**** EXCERPT TO READ ****
Success Stories in Equitable Access to Preventative Care – OSF Healthcare and Mammograms
It’s been more than a year since the United States was “locked down” with the worst public health crisis in more than one hundred years. For a great many of us, time stood still. To the extent we could, we paused our lives to flatten the curve. Schools closed, companies fortunate enough to stay in business went remote, and any semblance of a social life or shared human experience became virtual.
As is often the case in disasters, less fortunate populations were hit the hardest. Access to testing, proper care, and treatments were limited as our health systems quickly became overwhelmed. Our most vulnerable citizens suffered the greatest losses and our frontline workers bore the brunt of the pandemic, putting themselves at risk due to the essential nature of their jobs, including anyone from healthcare workers to grocery store cashiers.
****
■ ACTIVITY 1 ■
Answer these questions about the text on equitable access to preventative care:
(a) How long has it been since the United States was locked down?
(b) What did companies that stayed in business do?
(c) Which two jobs are given as examples of frontline work?
■ ACTIVITY 2 ■
In the text on equitable access to preventative care, copy the passage from "As is often" to "grocery store cashiers.", replacing "frontline workers" with "essential workers".
The entries that follow come from a separate source.
**** SOURCE INFORMATION ****
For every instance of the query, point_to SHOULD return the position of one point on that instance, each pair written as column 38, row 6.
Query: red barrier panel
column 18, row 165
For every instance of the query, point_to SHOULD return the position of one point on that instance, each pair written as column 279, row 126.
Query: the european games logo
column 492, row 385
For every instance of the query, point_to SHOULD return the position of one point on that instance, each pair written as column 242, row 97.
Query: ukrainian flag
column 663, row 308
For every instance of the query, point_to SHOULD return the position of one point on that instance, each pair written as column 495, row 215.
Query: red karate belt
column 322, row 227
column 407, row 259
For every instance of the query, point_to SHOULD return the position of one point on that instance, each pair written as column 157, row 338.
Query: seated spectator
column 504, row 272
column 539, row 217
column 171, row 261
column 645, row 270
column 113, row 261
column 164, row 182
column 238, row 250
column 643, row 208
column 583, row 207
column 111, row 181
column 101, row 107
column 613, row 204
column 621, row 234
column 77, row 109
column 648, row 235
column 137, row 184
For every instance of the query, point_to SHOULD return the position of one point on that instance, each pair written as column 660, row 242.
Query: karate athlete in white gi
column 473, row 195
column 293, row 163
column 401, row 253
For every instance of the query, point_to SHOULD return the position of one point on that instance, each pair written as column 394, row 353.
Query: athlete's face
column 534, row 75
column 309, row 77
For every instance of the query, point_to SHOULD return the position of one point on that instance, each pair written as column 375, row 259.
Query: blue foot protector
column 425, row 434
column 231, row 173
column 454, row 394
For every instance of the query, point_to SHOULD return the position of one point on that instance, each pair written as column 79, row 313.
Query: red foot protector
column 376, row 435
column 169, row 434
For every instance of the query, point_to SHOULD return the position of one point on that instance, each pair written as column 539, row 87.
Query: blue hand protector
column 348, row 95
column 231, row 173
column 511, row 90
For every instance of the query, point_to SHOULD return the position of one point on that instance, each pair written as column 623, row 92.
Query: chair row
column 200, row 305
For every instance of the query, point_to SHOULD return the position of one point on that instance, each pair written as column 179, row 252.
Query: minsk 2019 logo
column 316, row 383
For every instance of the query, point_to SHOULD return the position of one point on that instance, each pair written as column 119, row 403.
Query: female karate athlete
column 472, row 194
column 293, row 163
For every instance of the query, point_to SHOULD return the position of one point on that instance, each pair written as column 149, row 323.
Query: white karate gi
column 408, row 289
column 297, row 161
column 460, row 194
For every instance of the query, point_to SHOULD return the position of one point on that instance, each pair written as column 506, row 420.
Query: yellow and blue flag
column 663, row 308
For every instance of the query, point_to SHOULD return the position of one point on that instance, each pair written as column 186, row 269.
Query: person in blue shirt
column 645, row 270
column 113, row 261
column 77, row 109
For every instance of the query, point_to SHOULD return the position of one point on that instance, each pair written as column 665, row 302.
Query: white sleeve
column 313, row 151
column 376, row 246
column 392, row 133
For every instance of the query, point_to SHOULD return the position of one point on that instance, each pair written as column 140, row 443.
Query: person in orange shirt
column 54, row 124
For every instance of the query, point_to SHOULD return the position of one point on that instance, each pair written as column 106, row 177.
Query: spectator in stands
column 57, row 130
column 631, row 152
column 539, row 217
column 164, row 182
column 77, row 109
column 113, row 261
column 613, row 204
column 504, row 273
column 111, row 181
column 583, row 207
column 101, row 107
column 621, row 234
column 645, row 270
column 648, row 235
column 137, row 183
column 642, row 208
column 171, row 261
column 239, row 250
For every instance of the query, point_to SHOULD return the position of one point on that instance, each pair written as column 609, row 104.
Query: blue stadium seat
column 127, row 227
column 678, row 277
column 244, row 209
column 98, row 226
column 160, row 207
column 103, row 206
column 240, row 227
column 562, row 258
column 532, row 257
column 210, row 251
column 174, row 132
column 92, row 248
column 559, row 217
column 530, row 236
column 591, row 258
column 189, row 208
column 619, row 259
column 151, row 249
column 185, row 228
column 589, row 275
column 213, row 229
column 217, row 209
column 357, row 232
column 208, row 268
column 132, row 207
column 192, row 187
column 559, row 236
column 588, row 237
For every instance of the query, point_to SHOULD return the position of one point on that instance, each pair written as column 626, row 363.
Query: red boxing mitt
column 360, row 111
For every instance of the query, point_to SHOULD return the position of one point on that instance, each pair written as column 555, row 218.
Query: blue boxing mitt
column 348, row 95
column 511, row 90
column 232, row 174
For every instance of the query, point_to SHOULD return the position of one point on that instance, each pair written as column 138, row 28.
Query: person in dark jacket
****
■ TASK ANSWER 1 ■
(a) More than a year.
(b) They went remote.
(c) Healthcare workers and grocery store cashiers.

■ TASK ANSWER 2 ■
As is often the case in disasters, less fortunate populations were hit the hardest. Access to testing, proper care, and treatments were limited as our health systems quickly became overwhelmed. Our most vulnerable citizens suffered the greatest losses and our essential workers bore the brunt of the pandemic, putting themselves at risk due to the essential nature of their jobs, including anyone from healthcare workers to grocery store cashiers.